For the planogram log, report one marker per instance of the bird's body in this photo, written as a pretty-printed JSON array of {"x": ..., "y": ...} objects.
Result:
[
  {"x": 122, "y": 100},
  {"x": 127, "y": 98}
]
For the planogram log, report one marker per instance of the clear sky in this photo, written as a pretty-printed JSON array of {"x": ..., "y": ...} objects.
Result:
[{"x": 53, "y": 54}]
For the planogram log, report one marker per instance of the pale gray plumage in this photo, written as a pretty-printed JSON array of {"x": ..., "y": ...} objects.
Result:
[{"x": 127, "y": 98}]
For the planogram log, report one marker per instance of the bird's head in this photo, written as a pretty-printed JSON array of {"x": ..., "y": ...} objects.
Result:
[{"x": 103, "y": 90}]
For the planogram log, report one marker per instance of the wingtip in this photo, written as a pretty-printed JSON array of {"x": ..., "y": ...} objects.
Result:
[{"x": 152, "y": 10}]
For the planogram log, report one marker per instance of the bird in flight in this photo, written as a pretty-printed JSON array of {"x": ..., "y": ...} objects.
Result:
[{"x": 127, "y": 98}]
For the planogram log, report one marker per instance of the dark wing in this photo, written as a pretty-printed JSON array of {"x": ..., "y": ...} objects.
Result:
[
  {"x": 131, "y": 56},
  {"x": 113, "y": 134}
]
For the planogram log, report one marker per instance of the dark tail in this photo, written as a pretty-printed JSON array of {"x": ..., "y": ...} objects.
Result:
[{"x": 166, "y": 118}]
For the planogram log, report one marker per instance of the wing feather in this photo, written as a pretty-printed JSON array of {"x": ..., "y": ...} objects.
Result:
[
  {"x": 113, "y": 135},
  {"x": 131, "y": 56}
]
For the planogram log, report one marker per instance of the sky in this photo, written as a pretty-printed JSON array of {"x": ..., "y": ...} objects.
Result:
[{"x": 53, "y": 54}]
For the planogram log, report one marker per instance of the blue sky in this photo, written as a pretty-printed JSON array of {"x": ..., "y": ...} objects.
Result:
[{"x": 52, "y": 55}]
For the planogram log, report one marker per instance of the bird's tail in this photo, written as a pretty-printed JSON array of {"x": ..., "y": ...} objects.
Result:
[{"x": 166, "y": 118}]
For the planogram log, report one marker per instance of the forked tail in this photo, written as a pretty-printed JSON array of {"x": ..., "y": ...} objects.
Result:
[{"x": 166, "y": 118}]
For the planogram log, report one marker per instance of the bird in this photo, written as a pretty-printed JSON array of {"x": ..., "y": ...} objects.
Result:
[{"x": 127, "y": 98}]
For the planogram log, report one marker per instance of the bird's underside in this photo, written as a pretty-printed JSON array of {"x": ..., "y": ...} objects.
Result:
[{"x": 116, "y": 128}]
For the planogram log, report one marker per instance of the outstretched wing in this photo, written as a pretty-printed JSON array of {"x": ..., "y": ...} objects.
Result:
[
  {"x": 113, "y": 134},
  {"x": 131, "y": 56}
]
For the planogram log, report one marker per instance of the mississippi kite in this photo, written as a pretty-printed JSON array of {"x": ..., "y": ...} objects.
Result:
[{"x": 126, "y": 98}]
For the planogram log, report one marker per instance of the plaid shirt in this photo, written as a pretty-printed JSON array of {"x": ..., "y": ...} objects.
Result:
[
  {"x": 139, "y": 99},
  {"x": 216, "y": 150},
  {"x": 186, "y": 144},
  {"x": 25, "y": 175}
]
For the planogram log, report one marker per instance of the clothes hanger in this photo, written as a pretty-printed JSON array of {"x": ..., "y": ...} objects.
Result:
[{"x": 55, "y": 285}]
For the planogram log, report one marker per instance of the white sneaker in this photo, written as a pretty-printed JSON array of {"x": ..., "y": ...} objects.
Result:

#####

Assignment:
Show each line of the material where the word "bird" occurs.

Answer box:
For the planogram log, report one marker per instance of the bird's body in this photo, written as a pretty-printed JSON array of {"x": ..., "y": ...} objects.
For the planogram log, report one marker per instance of the bird's head in this photo, written as a pretty-printed JSON array of {"x": ..., "y": ...} objects.
For the planogram log, report one marker per instance of the bird in flight in this photo, written as a pretty-printed JSON array of {"x": ..., "y": ...} objects.
For the planogram log, report one marker per instance of the bird's tail in this photo, written as a pretty-printed JSON array of {"x": ..., "y": ...} objects.
For the planogram log, report one marker per instance of the bird in this photo, written as a pretty-printed JSON array of {"x": ..., "y": ...} objects.
For the planogram log, report one marker per instance of the bird's underside in this photo, written as a pretty-printed JSON array of {"x": ..., "y": ...} objects.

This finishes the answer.